La conférence sur les océans clôturée avec la déclaration de Lisbonne adoptée par consensus

 

Plus fragiles que jamais, les océans étaient au centre d’une conférence onusienne à Lisbonne qui s’est achevée ce vendredi 1er juillet. Une occasion d’entretenir une dynamique alors que plusieurs échéances décisives auront lieu d’ici à la fin de l’année.

« Nous faisons face à un état d’urgence des océans. » C’est par ces mots qu’Antonio Guterres, le secrétaire général de l’ONU, a ouvert la conférence qui leur était consacrée. Après New York en 2017, ce n’est que la deuxième fois que les océans, qui recouvrent pourtant 71% de la superficie du globe, sont au centre d’un événement dédié.

Autre signe du relatif désintérêt qui leur était jusqu’à alors accordé, l’Objectif onusien de développement durable 14 (ODD-14) qui leur est consacré est l’un des moins financés parmi les 17 cibles fixées par les Nations unies pour 2030. « À l’époque de leur mise en place, j’étais l’un des ambassadeurs à pousser pour la mise en place de l’ODD-14 », se souvient Peter Thomson, envoyé spécial de l’ONU pour les océans. « Ce n’était pas du goût de tout le monde d’avoir un objectif de développement durable dédié aux océans et à leurs problèmes. Si vous prenez les dix plus grands pays du monde, près de la moitié n’en voulaient pas. Ils ne voyaient pas l’intérêt. »

• • •

* _Défis à relever_:
A. Recopiez mot pour mot le texte sur la conférence de Lisbonne, depuis « La conférence sur » jusqu'à « d’un événement dédié. » inclus.
B. Répondez aux questions suivantes d'après le texte sur la conférence de Lisbonne :
(i) Quelle part de la superficie du globe les océans recouvrent-ils ?
(ii) Combien de cibles les Nations unies ont-elles fixées pour 2030 ?
(iii) Quelle fonction Peter Thomson occupe-t-il ?

• • •

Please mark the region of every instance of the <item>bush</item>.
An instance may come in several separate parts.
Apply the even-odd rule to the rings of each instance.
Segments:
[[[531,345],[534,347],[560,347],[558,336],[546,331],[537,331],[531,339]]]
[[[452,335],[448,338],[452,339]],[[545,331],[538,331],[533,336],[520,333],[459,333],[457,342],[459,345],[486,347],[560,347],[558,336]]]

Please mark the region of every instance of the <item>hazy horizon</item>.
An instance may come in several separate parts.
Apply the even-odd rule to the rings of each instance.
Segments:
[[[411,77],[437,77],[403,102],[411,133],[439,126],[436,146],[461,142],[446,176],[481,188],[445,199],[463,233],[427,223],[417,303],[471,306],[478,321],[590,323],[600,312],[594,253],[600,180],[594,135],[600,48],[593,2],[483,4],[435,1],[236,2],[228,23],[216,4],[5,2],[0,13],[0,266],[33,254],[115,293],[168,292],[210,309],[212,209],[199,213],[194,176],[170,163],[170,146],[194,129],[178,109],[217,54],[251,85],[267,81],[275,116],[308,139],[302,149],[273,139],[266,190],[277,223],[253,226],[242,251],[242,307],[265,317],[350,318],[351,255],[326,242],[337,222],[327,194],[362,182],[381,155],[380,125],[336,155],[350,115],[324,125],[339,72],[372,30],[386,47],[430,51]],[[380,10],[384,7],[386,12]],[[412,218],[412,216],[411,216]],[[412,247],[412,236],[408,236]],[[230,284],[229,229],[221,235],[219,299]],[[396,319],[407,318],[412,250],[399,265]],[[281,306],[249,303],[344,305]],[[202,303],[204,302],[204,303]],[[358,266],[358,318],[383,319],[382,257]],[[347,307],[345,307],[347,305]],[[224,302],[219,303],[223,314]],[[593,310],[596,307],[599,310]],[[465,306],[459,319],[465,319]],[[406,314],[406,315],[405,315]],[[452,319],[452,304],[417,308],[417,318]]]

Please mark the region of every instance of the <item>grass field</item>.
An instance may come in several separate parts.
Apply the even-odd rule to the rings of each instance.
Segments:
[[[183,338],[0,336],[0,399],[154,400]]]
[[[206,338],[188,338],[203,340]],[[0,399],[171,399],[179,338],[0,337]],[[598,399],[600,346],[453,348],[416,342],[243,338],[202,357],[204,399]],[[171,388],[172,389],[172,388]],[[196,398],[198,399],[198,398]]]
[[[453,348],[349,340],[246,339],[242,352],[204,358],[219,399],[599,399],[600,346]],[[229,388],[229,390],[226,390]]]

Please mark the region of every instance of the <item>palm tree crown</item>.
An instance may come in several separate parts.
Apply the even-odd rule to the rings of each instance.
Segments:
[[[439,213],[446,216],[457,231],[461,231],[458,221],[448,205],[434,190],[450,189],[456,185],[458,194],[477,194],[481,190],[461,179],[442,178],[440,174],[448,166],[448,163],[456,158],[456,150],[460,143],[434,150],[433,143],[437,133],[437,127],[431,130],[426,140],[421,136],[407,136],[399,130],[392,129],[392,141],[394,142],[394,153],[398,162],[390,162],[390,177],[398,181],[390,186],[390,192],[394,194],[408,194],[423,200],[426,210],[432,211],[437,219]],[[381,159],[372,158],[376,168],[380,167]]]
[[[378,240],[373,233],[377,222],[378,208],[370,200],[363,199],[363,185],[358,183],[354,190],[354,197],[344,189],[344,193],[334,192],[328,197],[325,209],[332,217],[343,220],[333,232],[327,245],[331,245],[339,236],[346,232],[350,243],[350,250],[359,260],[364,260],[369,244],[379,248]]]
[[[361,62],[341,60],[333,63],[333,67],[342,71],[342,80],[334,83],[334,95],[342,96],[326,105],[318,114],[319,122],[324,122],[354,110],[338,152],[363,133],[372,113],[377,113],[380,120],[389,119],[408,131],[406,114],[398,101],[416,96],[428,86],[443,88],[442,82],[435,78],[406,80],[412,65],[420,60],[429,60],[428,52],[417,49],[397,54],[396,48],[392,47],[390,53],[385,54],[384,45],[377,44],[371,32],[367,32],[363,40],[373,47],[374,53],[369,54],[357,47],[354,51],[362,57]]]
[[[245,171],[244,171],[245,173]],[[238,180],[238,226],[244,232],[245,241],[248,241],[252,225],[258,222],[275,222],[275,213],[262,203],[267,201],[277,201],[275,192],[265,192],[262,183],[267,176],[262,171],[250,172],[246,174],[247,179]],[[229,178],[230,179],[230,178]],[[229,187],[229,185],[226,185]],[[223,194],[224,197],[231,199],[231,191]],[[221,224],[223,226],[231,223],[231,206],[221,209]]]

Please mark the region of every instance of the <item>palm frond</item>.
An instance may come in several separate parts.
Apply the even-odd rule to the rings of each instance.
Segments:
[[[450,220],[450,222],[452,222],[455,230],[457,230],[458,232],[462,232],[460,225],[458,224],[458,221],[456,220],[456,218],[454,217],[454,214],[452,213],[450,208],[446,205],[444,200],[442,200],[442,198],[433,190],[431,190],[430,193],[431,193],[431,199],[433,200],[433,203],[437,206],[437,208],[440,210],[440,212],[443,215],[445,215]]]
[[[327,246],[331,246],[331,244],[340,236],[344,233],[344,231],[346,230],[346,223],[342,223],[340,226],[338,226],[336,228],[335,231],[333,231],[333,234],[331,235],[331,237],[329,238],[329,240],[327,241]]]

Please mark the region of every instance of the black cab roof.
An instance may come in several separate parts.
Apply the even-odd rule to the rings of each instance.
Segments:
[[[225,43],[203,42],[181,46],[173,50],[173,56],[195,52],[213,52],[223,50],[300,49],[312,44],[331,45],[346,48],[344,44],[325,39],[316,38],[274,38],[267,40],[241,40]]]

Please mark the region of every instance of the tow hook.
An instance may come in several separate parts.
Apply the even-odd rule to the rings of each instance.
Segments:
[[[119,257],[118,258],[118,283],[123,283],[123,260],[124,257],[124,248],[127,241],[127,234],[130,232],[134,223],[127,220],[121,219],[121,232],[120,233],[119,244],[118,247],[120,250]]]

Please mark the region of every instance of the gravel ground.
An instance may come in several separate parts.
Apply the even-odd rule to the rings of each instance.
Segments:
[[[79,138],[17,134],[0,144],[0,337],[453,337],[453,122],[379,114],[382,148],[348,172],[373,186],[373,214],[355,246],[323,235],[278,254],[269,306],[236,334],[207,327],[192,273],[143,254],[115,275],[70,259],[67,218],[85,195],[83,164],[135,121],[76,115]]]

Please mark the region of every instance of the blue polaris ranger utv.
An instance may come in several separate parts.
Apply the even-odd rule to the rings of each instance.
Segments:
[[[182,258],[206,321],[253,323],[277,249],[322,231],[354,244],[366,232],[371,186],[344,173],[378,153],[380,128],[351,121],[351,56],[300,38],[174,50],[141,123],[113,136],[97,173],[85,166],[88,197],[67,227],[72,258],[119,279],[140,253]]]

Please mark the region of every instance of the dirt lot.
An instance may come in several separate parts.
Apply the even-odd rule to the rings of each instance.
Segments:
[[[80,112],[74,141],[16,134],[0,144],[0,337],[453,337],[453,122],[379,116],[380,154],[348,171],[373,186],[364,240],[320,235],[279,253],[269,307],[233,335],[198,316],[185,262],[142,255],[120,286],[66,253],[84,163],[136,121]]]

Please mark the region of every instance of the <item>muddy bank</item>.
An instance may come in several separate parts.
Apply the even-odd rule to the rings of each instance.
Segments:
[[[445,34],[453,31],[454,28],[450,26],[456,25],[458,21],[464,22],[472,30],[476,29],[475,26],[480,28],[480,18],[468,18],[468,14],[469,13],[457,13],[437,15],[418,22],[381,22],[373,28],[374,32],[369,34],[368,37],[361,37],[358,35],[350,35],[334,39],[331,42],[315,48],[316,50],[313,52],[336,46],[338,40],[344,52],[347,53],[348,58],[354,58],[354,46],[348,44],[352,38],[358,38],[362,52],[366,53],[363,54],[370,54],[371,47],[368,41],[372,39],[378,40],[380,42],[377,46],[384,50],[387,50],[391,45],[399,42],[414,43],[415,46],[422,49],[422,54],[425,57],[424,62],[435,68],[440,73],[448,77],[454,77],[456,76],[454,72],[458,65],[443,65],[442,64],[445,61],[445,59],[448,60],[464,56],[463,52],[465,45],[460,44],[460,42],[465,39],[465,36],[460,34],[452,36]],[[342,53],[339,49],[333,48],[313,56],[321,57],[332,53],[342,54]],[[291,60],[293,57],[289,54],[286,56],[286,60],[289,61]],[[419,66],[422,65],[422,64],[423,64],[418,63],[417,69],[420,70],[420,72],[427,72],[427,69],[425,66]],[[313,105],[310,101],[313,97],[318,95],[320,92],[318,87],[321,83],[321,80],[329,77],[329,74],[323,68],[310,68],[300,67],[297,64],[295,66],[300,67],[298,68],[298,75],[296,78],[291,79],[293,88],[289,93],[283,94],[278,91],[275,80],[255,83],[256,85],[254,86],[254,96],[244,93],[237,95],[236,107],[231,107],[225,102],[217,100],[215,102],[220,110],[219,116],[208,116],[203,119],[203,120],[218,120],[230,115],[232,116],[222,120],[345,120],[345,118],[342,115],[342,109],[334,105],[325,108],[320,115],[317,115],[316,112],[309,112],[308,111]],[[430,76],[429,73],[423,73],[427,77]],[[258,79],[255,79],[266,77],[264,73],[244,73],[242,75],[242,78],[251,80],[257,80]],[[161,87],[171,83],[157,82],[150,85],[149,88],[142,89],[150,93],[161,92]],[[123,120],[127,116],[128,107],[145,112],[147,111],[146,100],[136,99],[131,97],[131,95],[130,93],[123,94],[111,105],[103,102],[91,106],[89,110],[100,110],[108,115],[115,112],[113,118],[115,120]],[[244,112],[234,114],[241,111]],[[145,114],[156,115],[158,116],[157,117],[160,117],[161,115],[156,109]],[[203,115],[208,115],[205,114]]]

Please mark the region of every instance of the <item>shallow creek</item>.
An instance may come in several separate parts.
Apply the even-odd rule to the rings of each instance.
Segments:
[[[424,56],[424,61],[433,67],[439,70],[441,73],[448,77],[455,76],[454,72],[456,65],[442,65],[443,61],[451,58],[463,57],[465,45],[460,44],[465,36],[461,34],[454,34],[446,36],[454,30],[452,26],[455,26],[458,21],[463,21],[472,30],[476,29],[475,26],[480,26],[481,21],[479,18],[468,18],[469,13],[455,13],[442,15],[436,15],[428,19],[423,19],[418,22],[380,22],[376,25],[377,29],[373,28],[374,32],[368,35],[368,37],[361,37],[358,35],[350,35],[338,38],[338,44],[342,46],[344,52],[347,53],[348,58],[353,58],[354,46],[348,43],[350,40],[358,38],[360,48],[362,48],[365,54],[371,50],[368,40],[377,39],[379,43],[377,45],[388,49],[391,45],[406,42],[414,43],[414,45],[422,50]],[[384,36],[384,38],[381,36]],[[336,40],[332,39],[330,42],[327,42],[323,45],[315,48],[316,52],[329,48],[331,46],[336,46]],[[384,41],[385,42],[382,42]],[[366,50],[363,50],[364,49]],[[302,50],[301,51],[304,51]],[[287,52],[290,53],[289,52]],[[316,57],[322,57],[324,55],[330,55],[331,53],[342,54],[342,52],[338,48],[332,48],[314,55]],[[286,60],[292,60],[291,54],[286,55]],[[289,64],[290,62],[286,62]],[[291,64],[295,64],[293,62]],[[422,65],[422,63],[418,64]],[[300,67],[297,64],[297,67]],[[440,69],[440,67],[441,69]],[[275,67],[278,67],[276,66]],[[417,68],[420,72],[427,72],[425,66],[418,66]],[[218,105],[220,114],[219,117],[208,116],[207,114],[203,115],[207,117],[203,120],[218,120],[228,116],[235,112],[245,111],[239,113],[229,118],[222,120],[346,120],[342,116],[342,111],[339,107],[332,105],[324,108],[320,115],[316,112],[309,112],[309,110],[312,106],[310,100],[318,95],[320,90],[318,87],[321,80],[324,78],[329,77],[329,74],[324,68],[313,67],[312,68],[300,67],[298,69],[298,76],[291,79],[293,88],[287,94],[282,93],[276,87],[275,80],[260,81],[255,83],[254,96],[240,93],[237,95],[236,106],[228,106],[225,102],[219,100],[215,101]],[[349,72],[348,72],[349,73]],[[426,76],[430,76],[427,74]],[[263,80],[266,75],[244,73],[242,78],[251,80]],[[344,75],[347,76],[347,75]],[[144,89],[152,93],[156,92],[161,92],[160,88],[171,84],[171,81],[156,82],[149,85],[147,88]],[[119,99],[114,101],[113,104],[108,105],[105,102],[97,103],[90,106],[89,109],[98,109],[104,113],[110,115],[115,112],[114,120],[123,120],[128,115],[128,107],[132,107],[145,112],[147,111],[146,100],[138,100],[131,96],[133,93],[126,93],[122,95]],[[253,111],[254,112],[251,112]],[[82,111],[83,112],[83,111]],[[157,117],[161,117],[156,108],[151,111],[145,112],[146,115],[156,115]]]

• • •

* _Réponses aux exercices_:
A.
La conférence sur les océans clôturée avec la déclaration de Lisbonne adoptée par consensus

 

Plus fragiles que jamais, les océans étaient au centre d’une conférence onusienne à Lisbonne qui s’est achevée ce vendredi 1er juillet. Une occasion d’entretenir une dynamique alors que plusieurs échéances décisives auront lieu d’ici à la fin de l’année.

« Nous faisons face à un état d’urgence des océans. » C’est par ces mots qu’Antonio Guterres, le secrétaire général de l’ONU, a ouvert la conférence qui leur était consacrée. Après New York en 2017, ce n’est que la deuxième fois que les océans, qui recouvrent pourtant 71% de la superficie du globe, sont au centre d’un événement dédié.

B.
(i) 71 %
(ii) 17
(iii) Envoyé spécial de l'ONU pour les océans